**Teks Kutipan:**
Dari pos tersebut ke pos di dalam jaraknya sekitar 9 km . Karcis retribusi dilihat petugas . “Silakan Pak , sekitar dua setengah kilometer lagi,” ujarnya. Ketika kami jalani terasa lebih jauh dari yang disebutkan tadi. Tampak setiap berberapa ratus meter ada pos atau gardu terbuat dari kayu. Di sebelah kiri kami lihat ada menara pengawas dengan rangka besi setinggi 15 meter.
Tak berapa lama masuklah mobil kami di halaman Pusat Konservasi Gajah (PKG). Jam menunjukkan pukul 9.30. Di tempat parkir sudah ada beberapa mobil. Menjelang tengah hari tidak kurang 13 mobil dan sebuah bus besar membawa penumpang parkir di halaman PKG. Yang tadinya hanya 3 ekor gajah yang keluar, kemudian disusul beberapa gajah lagi dengan pawangnya menyongsong para tamu wisatawan penyayang binatang.
Seekor gajah ditunggangi pawangnya sedang merumput menghampiri kami. Segera gajah tersebut diperintahkan duduk. Pak Dwi Busara wisatawan dari Ibukota mencoba mengulurkan pisang bawaannya. Diacuhkan saja. Gajah sombong itu asyik merumput dengan belalainya kemudian memasukkan rumput tersebut ke mulutnya untuk dikunyah. Setelah diperintah pawangnya bernama Tasrif, barulah gajah itu mau berinteraksi dengan tamu.
Mulailah Tasrif (40) memperkenalkan gajah jantan berumur 25 tahun yang bergading panjang namun ujungnya sudah terpotong . Namanya Edwin, pelatihnya yang pertama yang memberi nama itu. Memang gadingnya dipotong ujungnya agar tak berbahaya. Tapi pemotongannya memakai berita acara,” ujar Tasrif. Ia mengaku sudah bekerja menjadi guru gajah di Way Kambas 15 tahun. Sedangkan guru Tasrif sendiri dari Thailand yang didatangkan ke Lampung.
Tasrif yang berasal dari Ogan Komering Ulu itu mengatakan di PKG tidak sendiri, tetapi bersama 64 temannya sesama pawang gajah dari berbagai daerah. “Gajahnya ada 65 ekor, pawangnya juga sejumlah itu,”ujarnya. Di antara gajah gajah jinak itu ada yang masih balita berumur 1 ½ tahun. Gajah balita disebut bledug dalam bahasa Jawa.

**Informasi yang Diberikan:**
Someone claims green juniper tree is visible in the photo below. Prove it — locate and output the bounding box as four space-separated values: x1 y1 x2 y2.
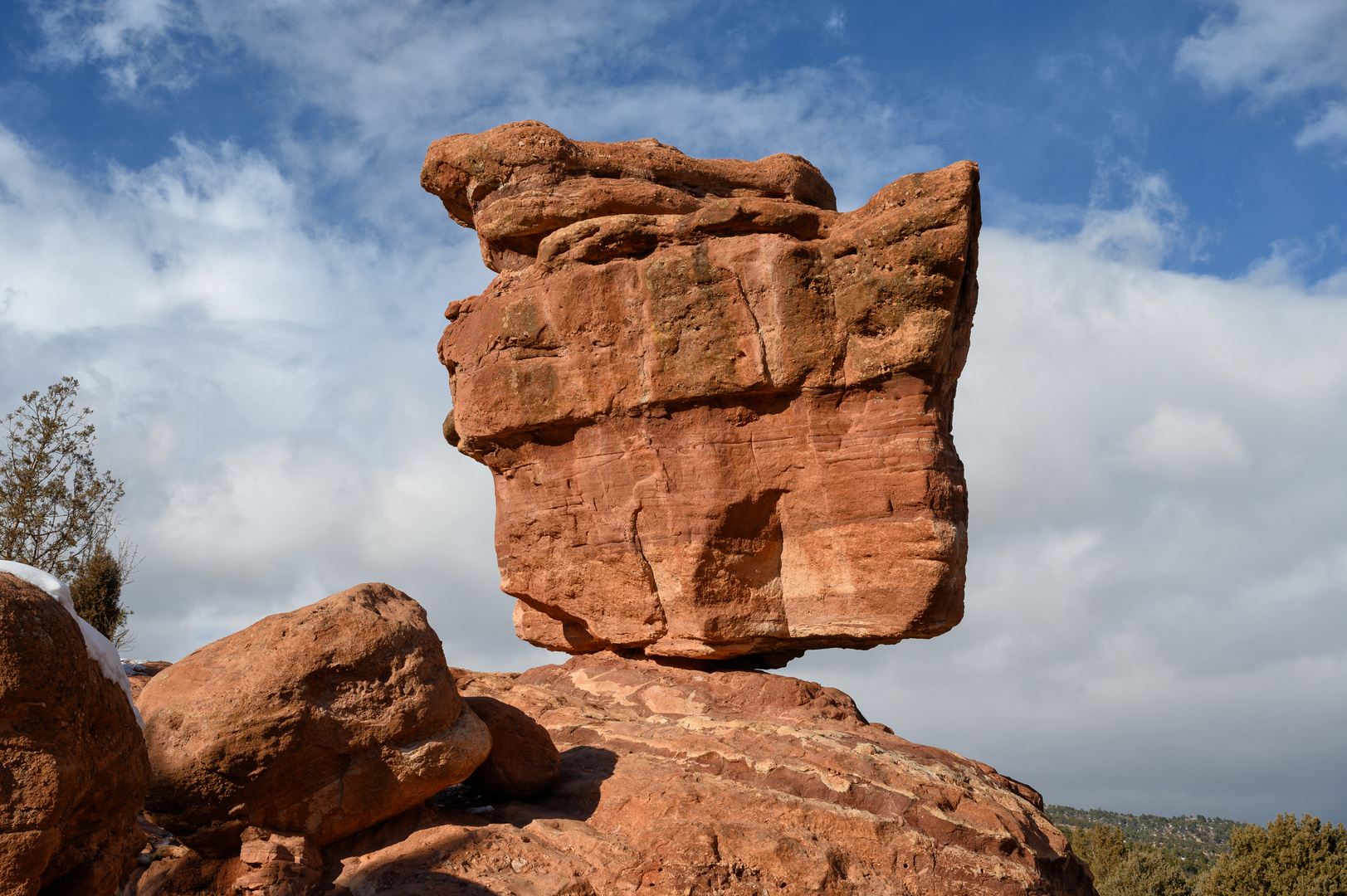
1198 814 1347 896
0 376 134 647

**Tugas yang Diminta:**
a) Menurut teks kutipan tentang Pusat Konservasi Gajah, sudah berapa lama Tasrif bekerja sebagai guru gajah di Way Kambas?
b) Sebutkan setiap umur yang tercantum dalam teks kutipan tentang Pusat Konservasi Gajah, lengkap dengan siapa yang memiliki umur itu.

**Jawaban per Tugas:**
a) 15 tahun.

b)
- Tasrif: 40 tahun
- Edwin, gajah jantan: 25 tahun
- Gajah balita: 1 ½ tahun